» AIM:
Copy the records starting at the line containing "Locate the puppy's nose" and ending with the line containing "x=260 y=228", and swap "nose" for "snout" while keeping everything else the same.

Pointing records
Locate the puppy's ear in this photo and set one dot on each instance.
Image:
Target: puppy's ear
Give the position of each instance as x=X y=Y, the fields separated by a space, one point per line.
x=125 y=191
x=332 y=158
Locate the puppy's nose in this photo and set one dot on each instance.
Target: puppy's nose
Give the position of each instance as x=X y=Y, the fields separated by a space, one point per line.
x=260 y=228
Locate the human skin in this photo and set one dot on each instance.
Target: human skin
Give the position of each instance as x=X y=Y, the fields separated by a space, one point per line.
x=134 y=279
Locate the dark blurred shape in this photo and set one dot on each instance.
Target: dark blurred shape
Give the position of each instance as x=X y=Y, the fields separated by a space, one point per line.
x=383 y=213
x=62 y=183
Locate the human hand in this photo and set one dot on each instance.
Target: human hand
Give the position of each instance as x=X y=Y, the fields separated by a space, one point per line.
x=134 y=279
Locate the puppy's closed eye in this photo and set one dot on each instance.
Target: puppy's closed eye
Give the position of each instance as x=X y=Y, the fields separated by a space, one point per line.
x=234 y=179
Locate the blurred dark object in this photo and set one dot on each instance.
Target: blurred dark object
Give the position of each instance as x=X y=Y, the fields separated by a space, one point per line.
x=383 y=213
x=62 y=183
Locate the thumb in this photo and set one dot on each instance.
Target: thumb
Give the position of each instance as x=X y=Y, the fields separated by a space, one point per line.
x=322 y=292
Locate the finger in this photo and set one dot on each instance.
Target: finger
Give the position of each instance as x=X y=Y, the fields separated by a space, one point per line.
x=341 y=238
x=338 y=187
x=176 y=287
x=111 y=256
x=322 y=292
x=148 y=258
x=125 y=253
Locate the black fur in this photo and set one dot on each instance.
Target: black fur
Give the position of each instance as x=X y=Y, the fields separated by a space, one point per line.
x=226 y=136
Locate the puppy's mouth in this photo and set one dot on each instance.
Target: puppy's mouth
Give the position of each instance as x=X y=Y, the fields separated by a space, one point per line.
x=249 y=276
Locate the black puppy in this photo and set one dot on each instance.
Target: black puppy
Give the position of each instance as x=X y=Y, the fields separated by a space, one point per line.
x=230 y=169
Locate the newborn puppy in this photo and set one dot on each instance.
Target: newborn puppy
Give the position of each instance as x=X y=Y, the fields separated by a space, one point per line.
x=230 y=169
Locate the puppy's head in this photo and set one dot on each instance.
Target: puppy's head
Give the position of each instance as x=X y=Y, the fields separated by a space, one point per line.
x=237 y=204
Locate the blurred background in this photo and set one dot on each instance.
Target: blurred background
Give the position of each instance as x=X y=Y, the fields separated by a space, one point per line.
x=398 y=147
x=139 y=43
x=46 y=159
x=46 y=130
--
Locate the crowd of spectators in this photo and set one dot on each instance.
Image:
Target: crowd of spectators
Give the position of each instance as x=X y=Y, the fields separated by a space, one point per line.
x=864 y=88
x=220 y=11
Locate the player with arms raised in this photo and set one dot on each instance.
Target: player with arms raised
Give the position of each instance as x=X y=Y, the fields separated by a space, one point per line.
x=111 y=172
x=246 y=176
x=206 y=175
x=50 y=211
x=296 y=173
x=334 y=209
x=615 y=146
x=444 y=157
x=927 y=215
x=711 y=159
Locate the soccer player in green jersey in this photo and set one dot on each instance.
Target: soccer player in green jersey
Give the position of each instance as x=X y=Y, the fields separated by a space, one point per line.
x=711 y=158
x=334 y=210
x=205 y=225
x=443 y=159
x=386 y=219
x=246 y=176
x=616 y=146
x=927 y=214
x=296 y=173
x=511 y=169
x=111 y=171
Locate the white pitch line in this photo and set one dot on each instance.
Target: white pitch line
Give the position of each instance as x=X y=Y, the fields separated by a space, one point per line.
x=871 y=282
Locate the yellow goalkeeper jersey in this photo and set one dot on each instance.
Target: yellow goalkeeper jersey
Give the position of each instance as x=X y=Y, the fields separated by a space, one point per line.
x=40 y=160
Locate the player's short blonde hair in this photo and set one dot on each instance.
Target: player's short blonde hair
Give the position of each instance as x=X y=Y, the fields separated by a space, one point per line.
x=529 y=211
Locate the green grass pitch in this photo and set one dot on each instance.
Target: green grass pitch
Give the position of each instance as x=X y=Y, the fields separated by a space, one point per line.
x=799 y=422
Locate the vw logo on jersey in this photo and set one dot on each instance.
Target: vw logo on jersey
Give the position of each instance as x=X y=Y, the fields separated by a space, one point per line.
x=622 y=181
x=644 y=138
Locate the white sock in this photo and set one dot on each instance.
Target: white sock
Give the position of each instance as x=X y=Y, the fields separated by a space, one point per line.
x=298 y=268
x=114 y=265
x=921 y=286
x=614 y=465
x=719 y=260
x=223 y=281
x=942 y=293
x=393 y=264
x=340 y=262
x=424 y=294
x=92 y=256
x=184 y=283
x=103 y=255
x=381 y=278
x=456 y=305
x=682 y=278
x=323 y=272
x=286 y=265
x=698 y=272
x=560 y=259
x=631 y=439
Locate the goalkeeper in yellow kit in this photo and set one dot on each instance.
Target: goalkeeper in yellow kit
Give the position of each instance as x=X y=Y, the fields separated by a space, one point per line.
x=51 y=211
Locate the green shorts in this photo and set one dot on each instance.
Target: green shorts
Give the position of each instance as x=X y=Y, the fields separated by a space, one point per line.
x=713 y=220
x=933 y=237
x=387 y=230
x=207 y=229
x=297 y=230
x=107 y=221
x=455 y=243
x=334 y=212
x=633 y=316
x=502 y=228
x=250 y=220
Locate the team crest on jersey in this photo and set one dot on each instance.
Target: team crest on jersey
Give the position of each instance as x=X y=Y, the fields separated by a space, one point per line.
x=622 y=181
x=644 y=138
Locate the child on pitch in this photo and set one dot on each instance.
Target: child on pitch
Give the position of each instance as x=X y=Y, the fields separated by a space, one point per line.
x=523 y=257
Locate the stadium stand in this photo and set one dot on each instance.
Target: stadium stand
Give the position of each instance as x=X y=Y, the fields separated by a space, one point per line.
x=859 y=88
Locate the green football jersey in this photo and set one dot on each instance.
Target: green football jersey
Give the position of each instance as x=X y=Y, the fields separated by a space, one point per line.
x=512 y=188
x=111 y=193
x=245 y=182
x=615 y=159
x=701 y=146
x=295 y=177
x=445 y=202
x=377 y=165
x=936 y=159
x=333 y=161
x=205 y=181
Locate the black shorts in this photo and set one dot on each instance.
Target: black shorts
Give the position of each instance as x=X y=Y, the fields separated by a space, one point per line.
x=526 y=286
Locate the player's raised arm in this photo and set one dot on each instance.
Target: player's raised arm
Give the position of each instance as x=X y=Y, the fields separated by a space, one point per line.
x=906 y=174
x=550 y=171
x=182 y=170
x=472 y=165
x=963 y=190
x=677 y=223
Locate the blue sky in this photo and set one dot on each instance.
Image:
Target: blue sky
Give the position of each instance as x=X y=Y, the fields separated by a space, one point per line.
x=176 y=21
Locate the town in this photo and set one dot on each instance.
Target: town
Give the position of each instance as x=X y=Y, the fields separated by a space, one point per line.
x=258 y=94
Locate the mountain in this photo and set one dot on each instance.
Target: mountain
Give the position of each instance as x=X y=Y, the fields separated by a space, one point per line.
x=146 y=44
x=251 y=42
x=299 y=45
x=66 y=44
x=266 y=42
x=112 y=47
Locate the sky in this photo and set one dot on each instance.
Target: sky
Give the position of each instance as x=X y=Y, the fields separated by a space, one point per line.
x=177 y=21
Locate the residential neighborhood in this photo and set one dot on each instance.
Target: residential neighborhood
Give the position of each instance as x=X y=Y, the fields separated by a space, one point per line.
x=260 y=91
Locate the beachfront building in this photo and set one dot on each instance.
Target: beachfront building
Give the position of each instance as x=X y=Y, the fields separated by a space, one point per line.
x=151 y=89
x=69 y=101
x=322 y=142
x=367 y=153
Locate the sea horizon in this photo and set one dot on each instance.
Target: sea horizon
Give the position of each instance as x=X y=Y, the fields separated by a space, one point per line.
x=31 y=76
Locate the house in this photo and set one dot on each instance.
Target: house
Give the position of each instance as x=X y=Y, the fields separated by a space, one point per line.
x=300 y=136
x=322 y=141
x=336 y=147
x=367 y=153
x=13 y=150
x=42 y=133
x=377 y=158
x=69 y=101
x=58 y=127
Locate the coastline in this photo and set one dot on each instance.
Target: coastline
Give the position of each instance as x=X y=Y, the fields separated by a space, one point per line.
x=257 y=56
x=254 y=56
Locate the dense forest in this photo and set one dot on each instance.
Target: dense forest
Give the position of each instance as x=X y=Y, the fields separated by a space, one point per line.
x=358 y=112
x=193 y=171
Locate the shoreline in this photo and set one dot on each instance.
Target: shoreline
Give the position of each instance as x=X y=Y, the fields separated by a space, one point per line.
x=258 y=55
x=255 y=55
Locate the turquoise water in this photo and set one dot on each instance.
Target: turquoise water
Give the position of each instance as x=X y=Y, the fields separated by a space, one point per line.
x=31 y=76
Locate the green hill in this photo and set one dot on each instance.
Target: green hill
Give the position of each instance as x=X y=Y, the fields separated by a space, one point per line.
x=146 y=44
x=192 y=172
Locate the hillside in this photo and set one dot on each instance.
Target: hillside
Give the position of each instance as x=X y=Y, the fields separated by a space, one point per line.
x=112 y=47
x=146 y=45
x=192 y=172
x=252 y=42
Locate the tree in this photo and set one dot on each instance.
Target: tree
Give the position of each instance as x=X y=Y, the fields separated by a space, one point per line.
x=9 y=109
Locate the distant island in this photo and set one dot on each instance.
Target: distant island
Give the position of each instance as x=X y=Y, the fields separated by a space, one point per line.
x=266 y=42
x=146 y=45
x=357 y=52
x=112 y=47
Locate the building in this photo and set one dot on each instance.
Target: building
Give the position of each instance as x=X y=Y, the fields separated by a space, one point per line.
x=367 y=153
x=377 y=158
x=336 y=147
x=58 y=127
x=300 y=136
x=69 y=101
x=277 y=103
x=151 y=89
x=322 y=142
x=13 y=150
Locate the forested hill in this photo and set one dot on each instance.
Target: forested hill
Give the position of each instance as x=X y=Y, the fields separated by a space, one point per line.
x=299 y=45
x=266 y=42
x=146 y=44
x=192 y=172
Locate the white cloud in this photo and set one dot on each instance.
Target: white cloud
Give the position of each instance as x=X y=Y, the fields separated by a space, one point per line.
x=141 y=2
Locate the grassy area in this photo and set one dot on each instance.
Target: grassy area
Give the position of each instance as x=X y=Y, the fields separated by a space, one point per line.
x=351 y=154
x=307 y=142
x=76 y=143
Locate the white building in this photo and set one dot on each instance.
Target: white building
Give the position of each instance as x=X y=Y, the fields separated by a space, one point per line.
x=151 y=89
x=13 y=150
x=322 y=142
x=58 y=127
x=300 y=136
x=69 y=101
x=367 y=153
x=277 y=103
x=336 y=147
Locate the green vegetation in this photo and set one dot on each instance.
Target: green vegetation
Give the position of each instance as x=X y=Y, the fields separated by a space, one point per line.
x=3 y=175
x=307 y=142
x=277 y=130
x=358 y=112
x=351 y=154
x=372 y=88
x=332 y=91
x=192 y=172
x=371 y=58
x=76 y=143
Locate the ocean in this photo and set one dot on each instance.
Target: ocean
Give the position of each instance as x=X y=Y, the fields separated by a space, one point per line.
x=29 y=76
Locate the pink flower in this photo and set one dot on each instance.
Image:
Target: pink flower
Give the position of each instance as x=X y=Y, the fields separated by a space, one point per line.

» WRITTEN ANSWER:
Locate the puppy's snout in this photo and set one dot on each instance.
Target: puppy's snout
Give the position of each instance as x=X y=Y, the fields separated by a space, one point per line.
x=260 y=228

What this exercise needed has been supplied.